**Text segment**
Step 1: Measure Network RTT

Before writing any config, measure the maximum RTT between your nodes. The Raft timing parameters must be sized for your actual network:

# From the existing node, ping each new node
for ip in 10.0.0.2 10.0.0.3 10.0.0.4 10.0.0.5; do
  echo -n "$ip: "
  ping -c 20 $ip | tail -1 | awk -F'/' '{print $5 "ms avg"}'
done

For RTT_MAX ≤ 25ms (same-region nodes), use the recommended values in this guide. For higher RTT, adjust using the formulas in the configuration reference.

---

Step 2: Provision the Four New Nodes

On each of the four new machines, install the same ev-node binary version as the existing sequencer.

**Given problem 1**
In one to three sentences, say why the setup guide tells you to measure network RTT before writing any config.
The setup guide has no connection to the records that follow it.

**Given data**
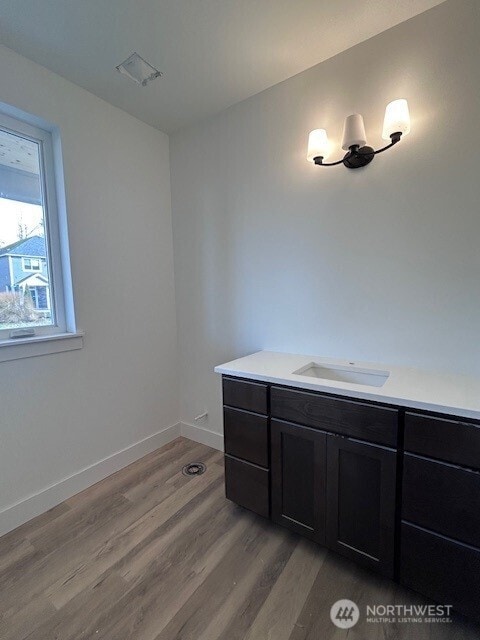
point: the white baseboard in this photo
(13, 516)
(204, 436)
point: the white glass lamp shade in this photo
(397, 119)
(318, 144)
(354, 132)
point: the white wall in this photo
(379, 264)
(64, 412)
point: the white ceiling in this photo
(212, 53)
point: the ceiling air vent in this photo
(138, 70)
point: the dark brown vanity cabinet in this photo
(330, 463)
(440, 536)
(394, 489)
(336, 491)
(299, 477)
(361, 489)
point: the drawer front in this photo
(442, 498)
(450, 440)
(251, 396)
(246, 435)
(356, 419)
(247, 485)
(442, 570)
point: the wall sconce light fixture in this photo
(395, 124)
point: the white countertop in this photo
(444, 393)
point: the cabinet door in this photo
(298, 470)
(361, 502)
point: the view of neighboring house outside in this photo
(24, 271)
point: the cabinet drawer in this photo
(247, 485)
(246, 435)
(441, 569)
(251, 396)
(356, 419)
(449, 440)
(442, 498)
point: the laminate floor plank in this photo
(151, 554)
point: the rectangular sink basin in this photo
(344, 373)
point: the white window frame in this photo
(63, 334)
(30, 269)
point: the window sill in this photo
(39, 345)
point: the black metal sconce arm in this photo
(357, 156)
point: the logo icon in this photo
(344, 614)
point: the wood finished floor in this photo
(150, 554)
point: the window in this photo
(32, 264)
(35, 285)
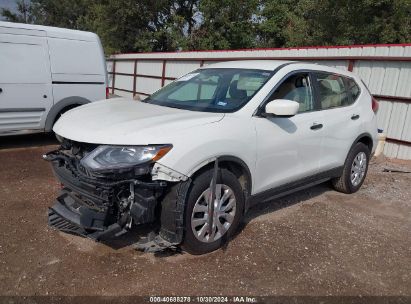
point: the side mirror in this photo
(282, 107)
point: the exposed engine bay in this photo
(107, 203)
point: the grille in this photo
(60, 223)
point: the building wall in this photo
(385, 69)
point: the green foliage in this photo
(173, 25)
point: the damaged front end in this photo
(99, 200)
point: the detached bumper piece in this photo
(68, 215)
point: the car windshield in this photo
(211, 90)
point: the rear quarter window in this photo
(352, 88)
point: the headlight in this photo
(118, 157)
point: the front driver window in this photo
(298, 88)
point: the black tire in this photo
(202, 182)
(344, 183)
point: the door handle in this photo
(316, 126)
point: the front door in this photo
(25, 82)
(289, 149)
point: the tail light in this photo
(374, 105)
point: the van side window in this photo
(352, 88)
(298, 88)
(332, 91)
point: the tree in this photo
(23, 14)
(328, 22)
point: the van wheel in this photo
(355, 170)
(228, 212)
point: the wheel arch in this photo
(59, 107)
(232, 163)
(366, 139)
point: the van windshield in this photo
(211, 90)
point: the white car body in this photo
(276, 151)
(45, 71)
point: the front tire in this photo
(228, 212)
(355, 170)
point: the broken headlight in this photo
(119, 157)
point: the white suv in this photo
(232, 133)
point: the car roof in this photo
(268, 65)
(271, 65)
(49, 31)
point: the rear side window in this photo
(297, 87)
(332, 91)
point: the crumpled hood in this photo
(121, 121)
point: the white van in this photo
(45, 71)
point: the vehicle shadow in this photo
(26, 141)
(260, 209)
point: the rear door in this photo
(25, 82)
(337, 96)
(289, 149)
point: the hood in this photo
(121, 121)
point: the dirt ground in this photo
(315, 242)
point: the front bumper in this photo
(98, 208)
(68, 215)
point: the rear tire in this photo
(355, 170)
(228, 212)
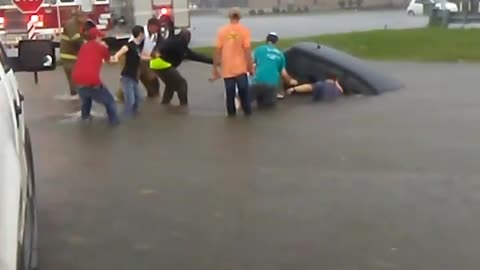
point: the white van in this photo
(18, 219)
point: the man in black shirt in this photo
(130, 70)
(174, 50)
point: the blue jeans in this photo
(131, 95)
(231, 85)
(101, 95)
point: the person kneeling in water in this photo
(327, 90)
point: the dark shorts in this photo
(325, 91)
(264, 94)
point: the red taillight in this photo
(34, 18)
(37, 19)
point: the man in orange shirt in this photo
(233, 53)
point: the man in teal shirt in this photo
(269, 72)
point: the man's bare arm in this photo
(287, 78)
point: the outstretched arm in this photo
(121, 52)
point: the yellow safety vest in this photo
(159, 64)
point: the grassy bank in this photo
(424, 44)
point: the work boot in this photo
(119, 96)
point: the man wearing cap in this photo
(71, 40)
(146, 76)
(269, 72)
(233, 53)
(86, 76)
(170, 54)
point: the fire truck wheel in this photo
(166, 28)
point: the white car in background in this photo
(416, 7)
(18, 216)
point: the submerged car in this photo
(309, 62)
(417, 7)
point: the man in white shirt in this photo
(148, 78)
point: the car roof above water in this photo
(358, 68)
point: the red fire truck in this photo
(113, 16)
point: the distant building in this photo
(317, 4)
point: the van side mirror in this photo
(36, 55)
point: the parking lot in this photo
(386, 182)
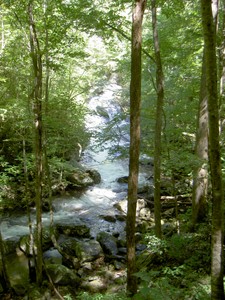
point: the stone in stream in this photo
(108, 243)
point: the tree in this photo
(38, 127)
(209, 31)
(158, 124)
(135, 101)
(200, 176)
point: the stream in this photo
(96, 201)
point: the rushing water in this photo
(97, 200)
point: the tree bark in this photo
(135, 101)
(217, 288)
(200, 184)
(5, 282)
(37, 110)
(158, 124)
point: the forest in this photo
(111, 149)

**Given problem 2**
Return every line of the records that contains the word "front", treating uppercase and lowercase as different.

**Task output 1**
The Raft timing parameters have to be sized for your actual network, so you first need to know the maximum RTT between your nodes.

**Task output 2**
point: the drawer front in this photo
point: the damaged front end in this photo
point: the front driver window in this photo
point: the front door in this photo
point: the front tire in this photo
point: the front bumper in this photo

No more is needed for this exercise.